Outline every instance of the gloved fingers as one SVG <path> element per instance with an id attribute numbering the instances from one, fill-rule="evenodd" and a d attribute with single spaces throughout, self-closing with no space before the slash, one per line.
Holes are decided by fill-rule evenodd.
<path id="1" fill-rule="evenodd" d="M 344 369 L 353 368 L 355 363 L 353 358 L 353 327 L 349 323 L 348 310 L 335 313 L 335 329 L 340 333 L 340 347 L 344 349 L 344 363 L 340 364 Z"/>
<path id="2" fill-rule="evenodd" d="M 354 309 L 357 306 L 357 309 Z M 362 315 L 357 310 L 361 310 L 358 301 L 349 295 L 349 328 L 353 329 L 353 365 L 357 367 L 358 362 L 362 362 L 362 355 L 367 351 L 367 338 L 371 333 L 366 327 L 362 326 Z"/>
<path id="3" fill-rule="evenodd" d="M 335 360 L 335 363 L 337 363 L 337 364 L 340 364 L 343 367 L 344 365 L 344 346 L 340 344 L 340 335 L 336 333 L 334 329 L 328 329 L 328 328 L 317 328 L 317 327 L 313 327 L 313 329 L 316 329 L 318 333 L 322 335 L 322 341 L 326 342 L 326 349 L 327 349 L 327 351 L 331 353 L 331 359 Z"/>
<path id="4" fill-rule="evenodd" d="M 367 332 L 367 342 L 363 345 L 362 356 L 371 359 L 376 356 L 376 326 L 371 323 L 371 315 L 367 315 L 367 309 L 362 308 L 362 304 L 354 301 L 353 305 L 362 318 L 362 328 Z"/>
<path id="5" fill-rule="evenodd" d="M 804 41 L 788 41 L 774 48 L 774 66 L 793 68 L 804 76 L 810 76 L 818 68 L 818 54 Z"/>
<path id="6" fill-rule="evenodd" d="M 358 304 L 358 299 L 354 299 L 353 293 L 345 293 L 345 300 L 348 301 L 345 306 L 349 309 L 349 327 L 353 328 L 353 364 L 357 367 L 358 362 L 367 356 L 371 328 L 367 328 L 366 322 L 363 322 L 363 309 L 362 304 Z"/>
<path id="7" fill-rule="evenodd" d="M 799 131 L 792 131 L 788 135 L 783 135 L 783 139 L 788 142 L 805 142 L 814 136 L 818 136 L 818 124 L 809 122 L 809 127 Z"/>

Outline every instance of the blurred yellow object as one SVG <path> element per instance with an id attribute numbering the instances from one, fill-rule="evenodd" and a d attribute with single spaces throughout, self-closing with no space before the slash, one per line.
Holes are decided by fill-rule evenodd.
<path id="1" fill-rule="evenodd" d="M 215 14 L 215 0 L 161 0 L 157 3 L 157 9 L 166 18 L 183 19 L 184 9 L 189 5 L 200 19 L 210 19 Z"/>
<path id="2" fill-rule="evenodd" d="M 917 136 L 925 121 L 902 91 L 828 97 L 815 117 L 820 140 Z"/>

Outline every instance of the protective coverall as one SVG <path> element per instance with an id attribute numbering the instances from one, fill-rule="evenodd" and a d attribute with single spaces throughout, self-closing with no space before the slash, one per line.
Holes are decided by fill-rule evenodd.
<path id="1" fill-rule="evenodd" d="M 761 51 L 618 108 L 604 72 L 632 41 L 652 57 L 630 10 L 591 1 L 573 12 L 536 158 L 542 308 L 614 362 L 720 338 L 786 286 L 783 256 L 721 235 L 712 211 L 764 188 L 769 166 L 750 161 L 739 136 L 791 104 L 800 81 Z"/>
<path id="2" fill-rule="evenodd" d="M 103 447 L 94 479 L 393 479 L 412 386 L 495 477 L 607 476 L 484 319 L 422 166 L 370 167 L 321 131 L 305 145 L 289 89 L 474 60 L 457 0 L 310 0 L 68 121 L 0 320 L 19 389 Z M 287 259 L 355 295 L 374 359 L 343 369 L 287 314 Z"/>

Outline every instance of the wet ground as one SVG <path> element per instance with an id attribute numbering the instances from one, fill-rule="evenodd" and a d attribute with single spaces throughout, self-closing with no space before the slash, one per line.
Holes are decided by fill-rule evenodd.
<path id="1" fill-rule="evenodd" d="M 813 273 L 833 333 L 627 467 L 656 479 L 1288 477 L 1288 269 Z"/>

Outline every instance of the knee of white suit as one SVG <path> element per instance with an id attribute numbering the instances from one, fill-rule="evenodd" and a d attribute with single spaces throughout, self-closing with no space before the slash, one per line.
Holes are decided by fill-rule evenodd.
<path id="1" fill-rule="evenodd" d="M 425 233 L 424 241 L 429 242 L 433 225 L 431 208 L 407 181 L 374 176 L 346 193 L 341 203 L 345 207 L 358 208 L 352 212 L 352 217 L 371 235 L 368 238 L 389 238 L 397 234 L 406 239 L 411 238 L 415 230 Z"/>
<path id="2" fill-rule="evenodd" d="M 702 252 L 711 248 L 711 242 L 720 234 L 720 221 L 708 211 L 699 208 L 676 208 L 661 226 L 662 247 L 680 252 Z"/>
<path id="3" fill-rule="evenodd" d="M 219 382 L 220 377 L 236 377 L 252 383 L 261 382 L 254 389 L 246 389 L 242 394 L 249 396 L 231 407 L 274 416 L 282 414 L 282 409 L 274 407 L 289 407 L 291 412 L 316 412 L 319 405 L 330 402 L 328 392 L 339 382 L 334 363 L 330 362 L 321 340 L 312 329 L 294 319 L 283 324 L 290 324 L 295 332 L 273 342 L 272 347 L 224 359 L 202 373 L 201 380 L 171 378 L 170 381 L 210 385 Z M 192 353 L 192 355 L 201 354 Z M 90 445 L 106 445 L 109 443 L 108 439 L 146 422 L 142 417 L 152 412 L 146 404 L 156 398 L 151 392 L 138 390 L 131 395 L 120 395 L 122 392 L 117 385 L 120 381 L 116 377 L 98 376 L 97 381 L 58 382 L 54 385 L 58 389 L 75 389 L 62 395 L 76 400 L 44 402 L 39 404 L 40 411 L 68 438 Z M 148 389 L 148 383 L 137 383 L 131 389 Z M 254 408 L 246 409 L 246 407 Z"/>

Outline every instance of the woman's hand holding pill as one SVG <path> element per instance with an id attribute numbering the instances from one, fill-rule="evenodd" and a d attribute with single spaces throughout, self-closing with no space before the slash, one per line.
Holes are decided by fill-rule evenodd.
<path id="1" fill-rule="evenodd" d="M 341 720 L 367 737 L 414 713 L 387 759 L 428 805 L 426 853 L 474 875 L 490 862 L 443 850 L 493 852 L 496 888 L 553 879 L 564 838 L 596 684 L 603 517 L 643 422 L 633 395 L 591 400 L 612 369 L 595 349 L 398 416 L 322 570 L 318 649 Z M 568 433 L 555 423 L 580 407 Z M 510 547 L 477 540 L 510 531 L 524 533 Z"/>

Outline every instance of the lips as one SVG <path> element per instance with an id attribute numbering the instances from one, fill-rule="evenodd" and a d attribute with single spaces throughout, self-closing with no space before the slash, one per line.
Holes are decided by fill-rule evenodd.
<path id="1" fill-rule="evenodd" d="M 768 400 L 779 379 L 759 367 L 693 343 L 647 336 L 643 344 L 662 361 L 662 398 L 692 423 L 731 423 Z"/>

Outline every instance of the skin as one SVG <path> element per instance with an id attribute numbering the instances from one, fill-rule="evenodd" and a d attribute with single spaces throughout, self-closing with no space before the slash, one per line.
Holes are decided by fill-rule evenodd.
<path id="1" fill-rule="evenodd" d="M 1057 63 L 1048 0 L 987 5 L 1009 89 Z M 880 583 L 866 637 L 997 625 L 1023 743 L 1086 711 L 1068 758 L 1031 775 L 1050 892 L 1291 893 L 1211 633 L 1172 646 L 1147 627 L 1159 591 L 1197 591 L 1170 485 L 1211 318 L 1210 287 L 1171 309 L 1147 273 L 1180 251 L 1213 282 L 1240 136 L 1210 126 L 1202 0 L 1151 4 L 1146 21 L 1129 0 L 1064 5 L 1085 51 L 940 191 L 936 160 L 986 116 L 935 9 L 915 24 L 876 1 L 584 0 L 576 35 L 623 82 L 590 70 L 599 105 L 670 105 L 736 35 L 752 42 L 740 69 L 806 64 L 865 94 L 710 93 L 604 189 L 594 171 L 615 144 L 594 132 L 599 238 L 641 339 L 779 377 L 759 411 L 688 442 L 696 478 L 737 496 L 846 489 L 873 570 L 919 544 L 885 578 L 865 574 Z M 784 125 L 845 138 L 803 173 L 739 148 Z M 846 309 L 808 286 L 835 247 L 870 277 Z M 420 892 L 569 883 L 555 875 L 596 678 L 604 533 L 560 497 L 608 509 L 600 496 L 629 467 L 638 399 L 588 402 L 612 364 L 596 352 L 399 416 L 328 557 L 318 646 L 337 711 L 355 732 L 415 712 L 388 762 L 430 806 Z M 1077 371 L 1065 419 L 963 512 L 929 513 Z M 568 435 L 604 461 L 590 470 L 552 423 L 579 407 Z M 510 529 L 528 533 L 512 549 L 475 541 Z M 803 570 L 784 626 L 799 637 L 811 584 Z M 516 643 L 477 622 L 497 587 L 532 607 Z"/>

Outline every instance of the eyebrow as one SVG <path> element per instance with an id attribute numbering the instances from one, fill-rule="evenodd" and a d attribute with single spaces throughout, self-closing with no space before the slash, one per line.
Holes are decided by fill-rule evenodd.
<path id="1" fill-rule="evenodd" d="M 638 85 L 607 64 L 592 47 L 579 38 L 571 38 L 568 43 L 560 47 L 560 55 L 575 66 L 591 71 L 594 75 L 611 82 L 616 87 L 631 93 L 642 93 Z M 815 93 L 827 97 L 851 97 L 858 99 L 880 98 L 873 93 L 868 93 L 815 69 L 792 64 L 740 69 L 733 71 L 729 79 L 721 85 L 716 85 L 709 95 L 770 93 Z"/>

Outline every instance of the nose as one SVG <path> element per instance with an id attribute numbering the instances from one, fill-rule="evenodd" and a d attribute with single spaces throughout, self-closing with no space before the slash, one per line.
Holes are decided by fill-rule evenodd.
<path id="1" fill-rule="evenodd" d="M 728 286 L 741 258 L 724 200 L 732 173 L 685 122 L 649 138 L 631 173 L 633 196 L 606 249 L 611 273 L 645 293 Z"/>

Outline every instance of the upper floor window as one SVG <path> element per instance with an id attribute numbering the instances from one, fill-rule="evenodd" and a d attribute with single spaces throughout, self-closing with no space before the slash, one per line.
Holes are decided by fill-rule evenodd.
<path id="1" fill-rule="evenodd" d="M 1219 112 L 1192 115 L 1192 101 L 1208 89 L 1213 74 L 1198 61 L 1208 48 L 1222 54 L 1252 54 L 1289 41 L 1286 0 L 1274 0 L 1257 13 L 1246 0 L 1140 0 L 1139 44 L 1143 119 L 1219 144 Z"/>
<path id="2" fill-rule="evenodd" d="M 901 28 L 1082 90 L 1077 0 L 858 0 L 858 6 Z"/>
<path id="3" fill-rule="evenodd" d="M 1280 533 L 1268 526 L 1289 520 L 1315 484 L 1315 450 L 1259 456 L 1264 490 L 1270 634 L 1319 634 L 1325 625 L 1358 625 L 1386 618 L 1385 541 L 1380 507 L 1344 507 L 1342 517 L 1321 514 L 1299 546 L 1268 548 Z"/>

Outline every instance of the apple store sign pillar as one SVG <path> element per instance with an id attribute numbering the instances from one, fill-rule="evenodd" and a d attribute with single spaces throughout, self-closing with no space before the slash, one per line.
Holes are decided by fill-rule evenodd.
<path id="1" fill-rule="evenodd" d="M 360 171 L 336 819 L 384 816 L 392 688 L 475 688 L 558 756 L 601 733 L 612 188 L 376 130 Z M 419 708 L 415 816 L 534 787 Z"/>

- **Task requirements**: Give the part of the records above that opens with the line containing "Outline every instance of the apple" and runs through the end of the records as a numbered list, leaving out blank lines.

- **Response below**:
1. Outline every instance of the apple store sign pillar as one SVG <path> element per instance with an id attribute numbering the instances from one, fill-rule="evenodd" and a d attribute with single spaces throughout, self-closing with no space before the slash, one per line.
2. Holes are decided by fill-rule evenodd.
3. <path id="1" fill-rule="evenodd" d="M 360 171 L 336 819 L 384 816 L 392 688 L 475 688 L 558 756 L 601 733 L 612 188 L 376 130 Z M 419 708 L 415 816 L 534 787 Z"/>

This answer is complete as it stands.